### Source
------------------------------------
What is an annotated corpus?

An annotated corpus is not God's truth

One possible annotation, ... ... and an alternative
( (CP-QUE (WNP-1 (WPRO What))
          (IP-SUB (NP-OB1 *T*-1)
                  (BEP is)
                  (NP-SBJ (D an)
                          (VAN annotated)
                          (N corpus)))
          (. ?)))

( (CP-QUE (WNP-1 (WPRO What))
          (BEP-2 is)
          (IP-SUB (NP-SBJ (D an)
                          (ADJ annotated)
                          (N corpus))
                  (VP (BEP *T*-2)
                      (NP-PRD *T*-1)))
          (. ?)))

Structural ambiguity is endemic

High adverb attachment, ... ... or low?
( (TP (NP-SBJ (PRO They))
      (T' (ADVP (ADV always))
          (T' (T past)
              (VP (V' (VBD admitted)
                      (NP-OB1 any error)))))
      (. .)))

( (TP (NP-SBJ (PRO They))
      (T' (T past)
          (VP (V' (ADVP (ADV always))
                  (V' (VBD admitted)
                      (NP-OB1 any error)))))
      (. .)))

( (TP (NP-SBJ (PRO They))
      (T' (ADVP (ADV always))
          (T' (T would)
              (VP (V' (VB admit)
                      (NP-OB1 any error)))))
      (. .)))

( (TP (NP-SBJ (PRO They))
      (T' (T would)
          (VP (V' (ADVP (ADV always))
                  (V' (VB admit)
                      (NP-OB1 any error)))))
      (. .)))

Some noteworthy annotation conventions in the Penn Historical Corpora

( (IP-MAT (NP-SBJ (PRO They))
          (ADVP-TMP (ADV always))
          (VBD admitted)
          (NP-OB1 (Q any) (N error))
          (. .)))

( (CP-QUE (WNP-1 (WPRO What))
          (IP-SUB (NP-OB1 *T*-1)
                  (BEP is)
                  (NP-SBJ (D an)
                          (VAN annotated)
                          (N corpus)))
          (. ?)))
------------------------------------
### Source material
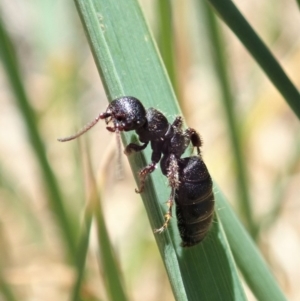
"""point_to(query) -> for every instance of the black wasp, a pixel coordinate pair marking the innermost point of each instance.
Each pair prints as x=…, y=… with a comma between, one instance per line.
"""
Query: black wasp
x=188, y=177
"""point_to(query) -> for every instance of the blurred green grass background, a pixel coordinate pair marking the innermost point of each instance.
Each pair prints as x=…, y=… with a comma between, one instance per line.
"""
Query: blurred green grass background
x=65, y=92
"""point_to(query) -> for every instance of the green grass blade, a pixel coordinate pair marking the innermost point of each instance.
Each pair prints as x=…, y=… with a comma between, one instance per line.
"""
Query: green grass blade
x=6, y=292
x=129, y=65
x=247, y=256
x=220, y=66
x=9, y=61
x=238, y=24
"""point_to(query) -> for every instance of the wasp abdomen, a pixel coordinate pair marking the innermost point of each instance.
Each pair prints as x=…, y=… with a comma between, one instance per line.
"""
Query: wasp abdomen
x=195, y=201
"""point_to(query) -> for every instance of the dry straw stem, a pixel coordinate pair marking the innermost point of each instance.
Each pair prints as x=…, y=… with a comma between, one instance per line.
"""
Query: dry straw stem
x=129, y=64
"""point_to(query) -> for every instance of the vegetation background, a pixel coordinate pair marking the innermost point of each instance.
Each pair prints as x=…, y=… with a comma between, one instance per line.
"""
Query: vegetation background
x=65, y=92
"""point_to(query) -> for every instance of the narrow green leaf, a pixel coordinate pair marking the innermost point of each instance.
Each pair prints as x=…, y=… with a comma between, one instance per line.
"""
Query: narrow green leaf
x=5, y=290
x=247, y=256
x=165, y=38
x=220, y=66
x=10, y=63
x=238, y=24
x=82, y=251
x=128, y=62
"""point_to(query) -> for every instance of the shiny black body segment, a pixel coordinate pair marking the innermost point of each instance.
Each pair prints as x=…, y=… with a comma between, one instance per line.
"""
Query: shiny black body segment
x=189, y=179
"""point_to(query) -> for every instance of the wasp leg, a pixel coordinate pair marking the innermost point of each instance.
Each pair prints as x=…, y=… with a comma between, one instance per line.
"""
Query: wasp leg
x=178, y=122
x=173, y=178
x=143, y=175
x=132, y=147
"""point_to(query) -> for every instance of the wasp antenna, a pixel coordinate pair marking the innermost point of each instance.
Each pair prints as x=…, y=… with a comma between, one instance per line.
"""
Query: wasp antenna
x=84, y=130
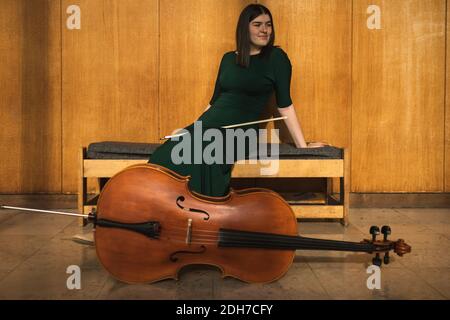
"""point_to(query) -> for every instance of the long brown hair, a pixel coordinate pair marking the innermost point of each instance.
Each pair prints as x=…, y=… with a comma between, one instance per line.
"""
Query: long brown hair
x=249, y=13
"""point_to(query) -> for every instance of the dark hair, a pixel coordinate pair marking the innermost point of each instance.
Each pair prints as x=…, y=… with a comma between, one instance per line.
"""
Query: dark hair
x=250, y=13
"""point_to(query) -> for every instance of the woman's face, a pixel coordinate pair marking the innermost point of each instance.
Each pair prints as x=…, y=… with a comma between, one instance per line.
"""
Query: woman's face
x=260, y=30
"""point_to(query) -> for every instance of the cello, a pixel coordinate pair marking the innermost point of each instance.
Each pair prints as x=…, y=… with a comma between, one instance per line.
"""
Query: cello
x=148, y=225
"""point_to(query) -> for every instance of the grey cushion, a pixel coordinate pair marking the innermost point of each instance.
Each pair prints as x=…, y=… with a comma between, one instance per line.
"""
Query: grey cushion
x=134, y=150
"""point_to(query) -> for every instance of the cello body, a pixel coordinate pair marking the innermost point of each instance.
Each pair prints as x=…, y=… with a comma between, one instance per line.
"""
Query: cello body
x=187, y=228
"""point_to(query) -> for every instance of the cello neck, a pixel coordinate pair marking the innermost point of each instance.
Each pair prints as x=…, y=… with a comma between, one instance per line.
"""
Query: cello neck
x=246, y=239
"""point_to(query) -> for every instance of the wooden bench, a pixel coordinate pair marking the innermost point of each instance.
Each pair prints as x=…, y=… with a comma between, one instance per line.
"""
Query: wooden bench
x=102, y=160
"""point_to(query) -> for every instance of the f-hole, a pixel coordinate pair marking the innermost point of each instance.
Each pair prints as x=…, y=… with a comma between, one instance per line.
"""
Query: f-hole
x=181, y=199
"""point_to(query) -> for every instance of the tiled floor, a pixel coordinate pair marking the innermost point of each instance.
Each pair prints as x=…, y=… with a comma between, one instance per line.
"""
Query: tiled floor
x=36, y=249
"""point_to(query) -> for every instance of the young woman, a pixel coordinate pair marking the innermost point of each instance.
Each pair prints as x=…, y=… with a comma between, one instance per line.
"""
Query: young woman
x=246, y=79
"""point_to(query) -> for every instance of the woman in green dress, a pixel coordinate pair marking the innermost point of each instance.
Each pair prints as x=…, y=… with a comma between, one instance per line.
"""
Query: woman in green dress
x=246, y=79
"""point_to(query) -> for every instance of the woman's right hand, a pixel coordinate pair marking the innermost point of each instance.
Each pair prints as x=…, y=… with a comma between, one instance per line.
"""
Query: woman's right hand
x=316, y=144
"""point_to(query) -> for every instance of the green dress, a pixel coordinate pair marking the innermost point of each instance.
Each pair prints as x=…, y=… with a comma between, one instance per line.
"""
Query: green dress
x=240, y=95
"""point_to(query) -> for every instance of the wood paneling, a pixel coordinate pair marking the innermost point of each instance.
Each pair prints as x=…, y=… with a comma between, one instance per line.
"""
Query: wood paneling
x=110, y=77
x=30, y=87
x=447, y=109
x=194, y=37
x=398, y=97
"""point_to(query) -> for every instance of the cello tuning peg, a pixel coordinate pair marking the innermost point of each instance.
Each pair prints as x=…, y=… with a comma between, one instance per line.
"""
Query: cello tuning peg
x=374, y=231
x=377, y=260
x=385, y=230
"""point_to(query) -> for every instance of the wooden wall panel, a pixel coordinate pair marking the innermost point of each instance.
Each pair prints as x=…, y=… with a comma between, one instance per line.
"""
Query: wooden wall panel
x=194, y=37
x=110, y=77
x=398, y=97
x=30, y=87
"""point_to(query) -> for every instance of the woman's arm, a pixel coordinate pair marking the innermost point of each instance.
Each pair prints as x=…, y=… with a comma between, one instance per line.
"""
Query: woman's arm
x=294, y=128
x=293, y=125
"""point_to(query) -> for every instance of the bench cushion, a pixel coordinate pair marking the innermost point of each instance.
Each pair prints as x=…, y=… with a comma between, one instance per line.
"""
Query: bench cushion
x=135, y=150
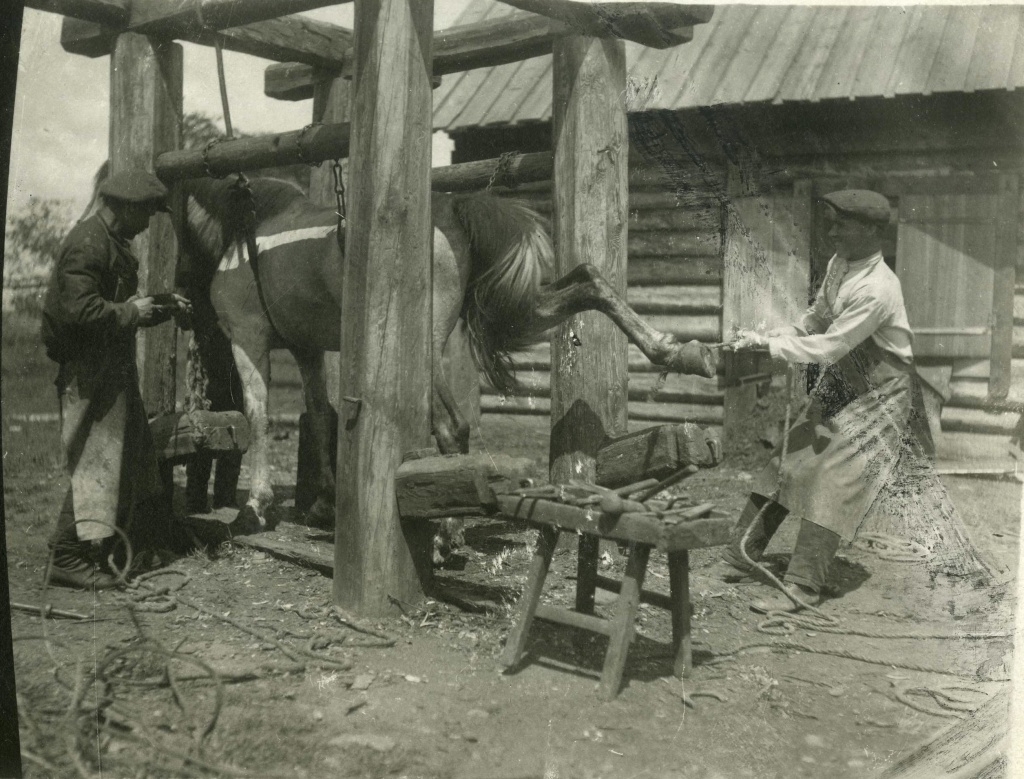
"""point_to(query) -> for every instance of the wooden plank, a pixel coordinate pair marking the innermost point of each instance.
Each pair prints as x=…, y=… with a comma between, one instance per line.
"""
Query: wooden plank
x=457, y=484
x=286, y=39
x=327, y=141
x=317, y=556
x=590, y=180
x=766, y=266
x=145, y=101
x=946, y=251
x=175, y=18
x=541, y=406
x=385, y=328
x=654, y=453
x=651, y=271
x=673, y=389
x=622, y=623
x=955, y=420
x=571, y=618
x=659, y=25
x=1005, y=271
x=590, y=137
x=530, y=600
x=675, y=299
x=642, y=528
x=646, y=596
x=218, y=432
x=538, y=357
x=483, y=44
x=673, y=244
x=112, y=12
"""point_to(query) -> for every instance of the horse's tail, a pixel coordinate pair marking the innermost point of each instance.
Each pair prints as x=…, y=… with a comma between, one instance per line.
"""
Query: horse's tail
x=510, y=251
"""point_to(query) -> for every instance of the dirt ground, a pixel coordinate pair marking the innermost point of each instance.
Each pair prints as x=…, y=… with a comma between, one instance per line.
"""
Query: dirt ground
x=298, y=696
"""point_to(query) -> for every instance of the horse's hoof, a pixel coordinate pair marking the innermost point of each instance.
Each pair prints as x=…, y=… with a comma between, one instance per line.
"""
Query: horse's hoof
x=693, y=358
x=247, y=522
x=322, y=515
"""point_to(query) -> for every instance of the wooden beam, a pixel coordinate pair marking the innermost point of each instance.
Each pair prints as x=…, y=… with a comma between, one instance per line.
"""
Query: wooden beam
x=466, y=47
x=112, y=12
x=318, y=142
x=385, y=328
x=286, y=39
x=659, y=25
x=176, y=18
x=145, y=103
x=591, y=190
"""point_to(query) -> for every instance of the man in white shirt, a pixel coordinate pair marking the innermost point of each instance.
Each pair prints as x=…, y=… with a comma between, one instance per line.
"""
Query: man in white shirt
x=845, y=444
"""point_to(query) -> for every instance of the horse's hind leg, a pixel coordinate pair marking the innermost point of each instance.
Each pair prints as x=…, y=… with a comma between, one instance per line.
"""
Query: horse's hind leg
------------------------------------
### Jobs
1. List every distinct node label beginning with "NP-" that appears in the parse trees of the text on annotated corpora.
2. In the records, revise the lines between the line holding "of the shiny" and the line holding "x=189, y=179", inclusive. Replace "shiny" with "glossy" and leave everything else unchanged.

### Answers to each task
1. NP-OB1, NP-SBJ, NP-PRD

2.
"""point_to(query) -> for every instance of the glossy black body segment, a pixel coordinate pair marking the innermost point of each instance.
Each pair prints as x=…, y=… with a comma between, one instance per line.
"""
Query: glossy black body segment
x=189, y=179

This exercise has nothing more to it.